### Stated goal
Repeat all entries exactly.

### Supplied material

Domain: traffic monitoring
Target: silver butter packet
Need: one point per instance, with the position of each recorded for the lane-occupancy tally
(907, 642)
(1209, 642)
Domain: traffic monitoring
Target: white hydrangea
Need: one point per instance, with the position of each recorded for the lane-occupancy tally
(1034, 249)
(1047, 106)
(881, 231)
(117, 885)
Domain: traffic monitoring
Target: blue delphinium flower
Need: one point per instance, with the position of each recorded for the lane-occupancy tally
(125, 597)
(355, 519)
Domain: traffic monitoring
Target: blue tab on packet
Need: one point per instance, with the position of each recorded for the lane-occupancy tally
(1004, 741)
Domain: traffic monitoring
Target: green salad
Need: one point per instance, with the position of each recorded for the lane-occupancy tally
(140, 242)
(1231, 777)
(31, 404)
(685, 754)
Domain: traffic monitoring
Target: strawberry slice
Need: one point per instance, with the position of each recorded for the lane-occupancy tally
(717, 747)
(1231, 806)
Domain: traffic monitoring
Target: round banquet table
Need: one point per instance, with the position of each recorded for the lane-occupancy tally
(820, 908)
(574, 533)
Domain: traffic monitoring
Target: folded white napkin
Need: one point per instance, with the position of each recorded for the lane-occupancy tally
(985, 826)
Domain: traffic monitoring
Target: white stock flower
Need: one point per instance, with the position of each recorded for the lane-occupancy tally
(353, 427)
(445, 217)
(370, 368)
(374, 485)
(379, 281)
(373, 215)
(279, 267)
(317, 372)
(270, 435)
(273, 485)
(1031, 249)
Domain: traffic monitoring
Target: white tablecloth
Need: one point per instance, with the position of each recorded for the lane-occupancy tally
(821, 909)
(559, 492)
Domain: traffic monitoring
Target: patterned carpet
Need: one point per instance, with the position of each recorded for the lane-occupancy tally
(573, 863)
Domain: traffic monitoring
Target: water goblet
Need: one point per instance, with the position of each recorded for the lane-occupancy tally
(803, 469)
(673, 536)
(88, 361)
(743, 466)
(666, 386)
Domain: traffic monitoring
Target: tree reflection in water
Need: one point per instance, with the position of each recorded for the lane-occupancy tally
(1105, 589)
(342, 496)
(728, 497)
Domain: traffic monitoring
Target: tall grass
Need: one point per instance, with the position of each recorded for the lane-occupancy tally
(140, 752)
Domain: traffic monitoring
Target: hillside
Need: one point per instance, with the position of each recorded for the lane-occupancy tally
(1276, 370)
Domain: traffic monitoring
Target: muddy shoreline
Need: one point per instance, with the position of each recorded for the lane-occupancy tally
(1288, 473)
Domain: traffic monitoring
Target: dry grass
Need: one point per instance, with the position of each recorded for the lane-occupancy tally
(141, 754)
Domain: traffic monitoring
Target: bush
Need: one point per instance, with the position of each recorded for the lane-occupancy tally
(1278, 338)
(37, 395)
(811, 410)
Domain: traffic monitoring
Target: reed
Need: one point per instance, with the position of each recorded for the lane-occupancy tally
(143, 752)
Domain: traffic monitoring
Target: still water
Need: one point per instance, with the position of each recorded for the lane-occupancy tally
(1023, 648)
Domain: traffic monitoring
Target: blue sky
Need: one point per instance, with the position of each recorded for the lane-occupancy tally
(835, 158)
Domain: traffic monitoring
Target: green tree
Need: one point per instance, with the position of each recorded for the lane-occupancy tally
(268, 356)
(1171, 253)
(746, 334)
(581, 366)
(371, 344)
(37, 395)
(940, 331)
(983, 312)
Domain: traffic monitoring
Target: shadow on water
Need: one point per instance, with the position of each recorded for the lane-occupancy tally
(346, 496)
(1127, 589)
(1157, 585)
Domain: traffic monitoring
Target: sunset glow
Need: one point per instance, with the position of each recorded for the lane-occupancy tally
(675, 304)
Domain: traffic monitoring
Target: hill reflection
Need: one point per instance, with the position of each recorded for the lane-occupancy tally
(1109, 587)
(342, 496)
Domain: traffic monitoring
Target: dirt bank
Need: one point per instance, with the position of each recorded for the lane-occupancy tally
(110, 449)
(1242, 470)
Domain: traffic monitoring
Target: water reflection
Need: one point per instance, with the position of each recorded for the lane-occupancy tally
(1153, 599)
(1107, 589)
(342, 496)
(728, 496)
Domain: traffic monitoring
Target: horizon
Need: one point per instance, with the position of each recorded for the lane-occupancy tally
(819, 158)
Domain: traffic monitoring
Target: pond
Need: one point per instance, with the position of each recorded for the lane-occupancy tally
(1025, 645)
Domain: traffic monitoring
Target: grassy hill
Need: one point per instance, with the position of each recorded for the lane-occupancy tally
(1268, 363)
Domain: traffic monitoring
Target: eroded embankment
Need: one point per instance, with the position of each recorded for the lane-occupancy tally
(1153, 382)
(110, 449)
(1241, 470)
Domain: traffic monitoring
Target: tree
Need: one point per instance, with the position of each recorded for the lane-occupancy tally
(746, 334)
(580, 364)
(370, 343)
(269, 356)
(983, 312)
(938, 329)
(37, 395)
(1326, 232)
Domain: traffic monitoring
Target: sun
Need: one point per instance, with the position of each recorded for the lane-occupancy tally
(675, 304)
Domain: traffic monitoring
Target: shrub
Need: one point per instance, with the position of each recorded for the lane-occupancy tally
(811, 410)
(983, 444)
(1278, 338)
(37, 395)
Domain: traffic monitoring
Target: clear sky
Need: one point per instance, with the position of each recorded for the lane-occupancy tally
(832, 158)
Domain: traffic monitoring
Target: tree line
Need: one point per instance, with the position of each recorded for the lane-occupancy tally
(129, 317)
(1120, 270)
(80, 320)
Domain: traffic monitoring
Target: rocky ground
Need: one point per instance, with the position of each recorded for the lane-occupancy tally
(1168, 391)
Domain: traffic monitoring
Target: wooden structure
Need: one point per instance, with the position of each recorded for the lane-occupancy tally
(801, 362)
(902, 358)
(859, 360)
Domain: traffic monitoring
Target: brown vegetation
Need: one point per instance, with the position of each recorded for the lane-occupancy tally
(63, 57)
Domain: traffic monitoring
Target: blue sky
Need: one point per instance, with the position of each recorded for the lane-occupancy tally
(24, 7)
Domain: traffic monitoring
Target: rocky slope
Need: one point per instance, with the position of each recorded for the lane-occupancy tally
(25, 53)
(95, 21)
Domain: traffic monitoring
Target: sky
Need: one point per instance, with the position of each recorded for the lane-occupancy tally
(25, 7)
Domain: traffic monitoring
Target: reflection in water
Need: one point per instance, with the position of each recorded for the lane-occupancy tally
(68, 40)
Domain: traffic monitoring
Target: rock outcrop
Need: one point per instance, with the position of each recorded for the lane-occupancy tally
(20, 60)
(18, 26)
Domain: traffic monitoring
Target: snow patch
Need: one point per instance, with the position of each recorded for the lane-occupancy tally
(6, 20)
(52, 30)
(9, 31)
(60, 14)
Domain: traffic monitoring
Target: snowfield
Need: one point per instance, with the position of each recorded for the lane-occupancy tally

### Written solution
Domain: traffic monitoring
Target: silver butter packet
Need: one point per instance, with the position of each recorded for the lane-occupancy tally
(907, 642)
(1209, 642)
Domain: traffic monitoring
Target: white hydrangea
Need: one point per instance, with the position of each recorded for the lane-occupancy tally
(1034, 249)
(1047, 106)
(881, 231)
(117, 885)
Domain: traffic monitoring
Target: blue delphinium flower
Need: one point per instance, with the position of each recorded for the lane-occupancy tally
(125, 597)
(355, 519)
Domain: traffic monitoring
Target: blue tab on packet
Need: one point per instance, with the position of each recorded for the lane-occupancy tally
(1004, 741)
Domain: traffic monitoring
Target: green salad
Need: one point per instance, with the position of each recorded for the lane-occupancy tally
(140, 242)
(1231, 777)
(31, 404)
(685, 754)
Domain: traffic monitoring
Target: strawberry slice
Need: one point per instance, with the position of each recorded for the lane-occupancy tally
(717, 747)
(1231, 806)
Domain: traffic monitoring
Target: round banquet table
Need: one point per instance, with the position of each recorded for the lane-occupancy tally
(820, 908)
(574, 533)
Domain: traffic monitoring
Target: folded white napkin
Need: one point per instance, with the position of each recorded for the lane-occupancy tally
(985, 826)
Domain: traffic monitoring
Target: white stock flower
Need: one point per instance, with the position of each recorded for the lane-occupancy tally
(353, 427)
(445, 217)
(370, 368)
(374, 485)
(379, 281)
(373, 215)
(279, 267)
(317, 372)
(270, 435)
(273, 485)
(1031, 249)
Domain: traffic monitoring
Target: white tablecloth
Need: one point per instance, with the position of each recorded for the lane-occupancy tally
(821, 909)
(559, 492)
Domain: traffic monitoring
Target: patterned carpet
Need: one point per instance, with the position of each recorded for the lane-occupancy tally
(573, 863)
Domain: traffic monitoring
Target: water goblet
Need: one point per instance, with the position of each recorded for the lane-occupancy tally
(803, 469)
(673, 536)
(88, 361)
(743, 466)
(666, 386)
Domain: traffic monitoring
Target: tree reflection in water
Need: one point per instance, with the position of each recorded for the lane-occupancy tally
(1105, 589)
(342, 496)
(728, 497)
Domain: traffic monitoring
Target: tall grass
Need: one point per instance, with the position of each recorded for the lane-occupancy tally
(140, 752)
Domain: traffic monitoring
Target: hillside
Need: one point per instance, with the position of each recorded for the lane-occupancy tally
(1276, 370)
Domain: traffic monitoring
Target: muddy shoreline
Need: one point per instance, with the position of each recorded for the lane-occupancy tally
(1288, 473)
Domain: traffic monitoring
Target: dry grass
Need: one point per instance, with the position of each recorded for the lane-occupancy tally
(141, 754)
Domain: traffic monitoring
Target: bush
Need: one point per instance, with the position of each recorded for the lane-occupancy tally
(1278, 338)
(37, 395)
(811, 410)
Domain: traffic monitoring
Target: reed
Need: one point per instance, with the position of each recorded for the lane-occupancy tally
(143, 752)
Domain: traffic monitoring
Target: still water
Need: one point per instance, with the position of each recorded for the lane-occupancy tally
(1023, 648)
Domain: traffic monitoring
Target: blue sky
Need: one point per instance, with the position of each recorded for the lane-occupancy tally
(835, 158)
Domain: traffic monitoring
Target: green tree
Need: one point per instance, with the position of each recorded for the lane-occupancy tally
(268, 356)
(1171, 253)
(746, 334)
(581, 366)
(371, 344)
(37, 395)
(940, 331)
(983, 312)
Domain: traffic monitoring
Target: shadow on water
Need: one point per instance, with the position of each recorded for the lane-occupancy tally
(346, 496)
(1127, 589)
(1157, 585)
Domain: traffic monitoring
Target: sunset glow
Need: one point per instance, with the position of each recorded for the lane-occupancy tally
(675, 304)
Domain: traffic monitoring
Target: hill reflection
Need: one point per instance, with the position of each recorded for the lane-occupancy tally
(1109, 587)
(342, 496)
Domain: traffic monitoring
Target: dirt bank
Need: one point per instance, with the position of each recorded for the lane-occupancy tally
(110, 449)
(1242, 470)
Domain: traffic monitoring
Target: water reflection
Need: one point per instance, with the position of each recorded for the lane-occupancy tally
(1153, 599)
(1107, 589)
(342, 496)
(728, 496)
Domain: traffic monitoring
Target: horizon
Need: one point per instance, with the position of each recorded for the lane-occupancy tally
(819, 158)
Domain: traffic monitoring
Target: pond
Need: one point per instance, with the position of each recorded for the lane-occupancy tally
(1025, 645)
Domain: traffic monitoring
Target: grassy hill
Need: one point per instance, with the position of each recorded for the lane-occupancy tally
(1268, 363)
Domain: traffic monitoring
Target: eroded embankment
Need: one point per instance, with the position of each recorded for the lane-occupancy tally
(1153, 382)
(110, 449)
(1241, 470)
Domain: traffic monitoring
Target: tree
Need: one point per instance, with the position of each recorded for the lane-occupancy tally
(746, 334)
(580, 364)
(370, 343)
(269, 356)
(983, 312)
(938, 329)
(37, 395)
(1326, 232)
Domain: traffic monitoring
Target: sun
Need: one point per instance, with the position of each recorded for the lane-occupancy tally
(675, 304)
Domain: traffic monitoring
Target: shrub
Need: one point per instance, with the position of each recorded for the lane-occupancy tally
(811, 410)
(983, 444)
(1278, 338)
(37, 395)
Domain: traffic monitoring
Target: clear sky
Need: one point per instance, with the position of each recorded for the lane-occupancy tally
(832, 158)
Domain: traffic monitoring
Target: tree line
Need: one point per instance, with the position of each recorded for the lane-occupancy tally
(129, 317)
(1120, 270)
(80, 320)
Domain: traffic monitoring
Target: rocky ground
Need: one point per instance, with the position of each recorded for the lane-occupancy tally
(1168, 391)
Domain: traffic monitoring
Target: wooden structure
Need: one point per instance, with the position of each recorded for the lane-occupancy tally
(801, 362)
(902, 358)
(859, 360)
Domain: traffic monitoring
Target: brown vegetation
Need: one point per instance, with the position of each recorded for the lane-occupancy tally
(63, 57)
Domain: traffic monitoring
Target: blue sky
Need: one point per instance, with the position of each recorded for the lane-occupancy tally
(24, 7)
Domain: traffic monitoring
Target: rocky slope
Need: one point per instance, with the position of each recorded for the lane-occupancy tally
(25, 53)
(95, 21)
Domain: traffic monitoring
Target: sky
Need: one point per instance, with the position of each recorded for the lane-occupancy tally
(25, 7)
Domain: traffic monitoring
Target: reflection in water
Need: one point per instance, with the position of each recorded for the lane-occupancy tally
(68, 40)
Domain: traffic monitoring
Target: rock outcrop
Need: one point per instance, with the position of each recorded for the lane-occupancy tally
(20, 60)
(18, 26)
Domain: traffic monitoring
Target: snow patch
Need: one point per instance, with the position of each recorded for the lane-occupancy tally
(6, 20)
(52, 30)
(9, 31)
(60, 14)
Domain: traffic monitoring
Target: snowfield
Need: one point per instance, with the position of each recorded for the lane-occupancy tally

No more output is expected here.